**EXERCISE:** Pull out everything from the line containing "Task: the pointer indicates each instance of the man's chin" down to the line containing "[[84, 276]]", both included, and reproduce those lines verbatim. Leave the pictures out of your answer.

##### SOURCE RECORDS

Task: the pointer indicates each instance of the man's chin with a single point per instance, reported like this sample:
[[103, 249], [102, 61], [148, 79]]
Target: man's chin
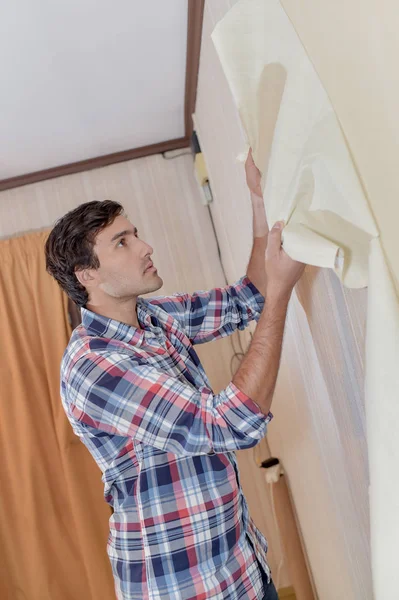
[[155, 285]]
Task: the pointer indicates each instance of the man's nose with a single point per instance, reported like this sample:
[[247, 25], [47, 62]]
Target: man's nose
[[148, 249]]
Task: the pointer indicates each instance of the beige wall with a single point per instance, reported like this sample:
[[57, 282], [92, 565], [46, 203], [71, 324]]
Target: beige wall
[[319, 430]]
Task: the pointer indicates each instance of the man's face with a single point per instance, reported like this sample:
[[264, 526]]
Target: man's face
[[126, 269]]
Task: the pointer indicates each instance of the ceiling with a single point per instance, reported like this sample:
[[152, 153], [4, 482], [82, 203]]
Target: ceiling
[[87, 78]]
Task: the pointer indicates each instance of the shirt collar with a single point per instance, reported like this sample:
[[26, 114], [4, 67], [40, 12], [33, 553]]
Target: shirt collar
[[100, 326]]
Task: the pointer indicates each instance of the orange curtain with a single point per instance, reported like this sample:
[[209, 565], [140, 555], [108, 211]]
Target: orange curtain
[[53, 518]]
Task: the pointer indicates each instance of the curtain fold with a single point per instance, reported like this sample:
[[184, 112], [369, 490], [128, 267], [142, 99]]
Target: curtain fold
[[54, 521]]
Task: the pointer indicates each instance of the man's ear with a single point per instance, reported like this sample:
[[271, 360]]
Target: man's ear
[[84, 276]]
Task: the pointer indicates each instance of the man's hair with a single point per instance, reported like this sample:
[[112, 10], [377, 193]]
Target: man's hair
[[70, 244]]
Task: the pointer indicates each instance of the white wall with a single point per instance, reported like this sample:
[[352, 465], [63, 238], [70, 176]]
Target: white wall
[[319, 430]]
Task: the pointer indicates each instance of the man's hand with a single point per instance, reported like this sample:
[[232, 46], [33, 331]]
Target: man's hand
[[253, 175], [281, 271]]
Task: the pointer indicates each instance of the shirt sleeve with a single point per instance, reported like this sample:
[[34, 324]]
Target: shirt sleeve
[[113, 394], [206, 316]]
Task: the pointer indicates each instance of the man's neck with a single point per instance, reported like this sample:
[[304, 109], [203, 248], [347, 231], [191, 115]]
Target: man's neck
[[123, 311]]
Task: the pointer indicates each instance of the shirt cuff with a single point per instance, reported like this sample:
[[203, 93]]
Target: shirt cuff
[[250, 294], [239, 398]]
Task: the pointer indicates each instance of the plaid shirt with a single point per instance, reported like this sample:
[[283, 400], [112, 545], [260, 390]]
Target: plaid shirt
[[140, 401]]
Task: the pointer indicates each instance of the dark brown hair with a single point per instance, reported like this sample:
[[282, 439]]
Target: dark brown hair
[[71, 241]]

##########
##### SOURCE RECORDS

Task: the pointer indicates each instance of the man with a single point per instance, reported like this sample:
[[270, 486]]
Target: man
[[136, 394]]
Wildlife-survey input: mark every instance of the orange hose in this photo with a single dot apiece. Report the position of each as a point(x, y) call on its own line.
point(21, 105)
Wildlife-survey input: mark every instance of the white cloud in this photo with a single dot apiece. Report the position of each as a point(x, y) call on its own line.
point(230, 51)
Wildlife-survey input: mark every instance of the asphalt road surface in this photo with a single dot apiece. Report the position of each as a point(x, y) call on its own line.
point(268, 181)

##########

**SOLUTION FOR THIS EXERCISE:**
Task: the pointer indicates each instance of the man's chin with a single point per instance, reported like this sample:
[[103, 249], [102, 61], [148, 79]]
Target: man's chin
[[155, 285]]
Task: the pointer indicates each instance of the man's nose with a single point per instance, reported like this sample:
[[247, 25], [47, 62]]
Target: man's nose
[[148, 249]]
Task: the pointer indicates each instance of the beige wall with a single point per instance, reported like this sample:
[[57, 282], [92, 565], [46, 203], [71, 324]]
Target: beige wall
[[319, 430]]
Task: the pointer indicates each instance of the man's face with a single point per instance, reported like this sample:
[[264, 526]]
Target: man's face
[[126, 269]]
Task: the pointer indicates each instance of the ceiling with a single point per instance, reported like this sample:
[[152, 153], [4, 482], [82, 203]]
Target: ceiling
[[87, 78]]
Task: the pointer indicates each instance of the shirt collar with a single point per instance, reported like this sample:
[[26, 114], [4, 67], [40, 12], [33, 553]]
Target: shirt collar
[[100, 326]]
Task: the pointer indicates each instance of the orange curtain with a single point per instance, reported like this sample:
[[209, 565], [140, 555], [108, 211]]
Target: orange curtain
[[53, 518]]
Task: the pointer indicates each instance of the curtain fold with a single point per instance, reported like this sample:
[[184, 112], [369, 490], [128, 267], [142, 99]]
Target: curtain fold
[[54, 521]]
Task: the pointer indicates each instance of the man's ear with a single point per instance, reported like this sample:
[[271, 360]]
Target: man's ear
[[84, 276]]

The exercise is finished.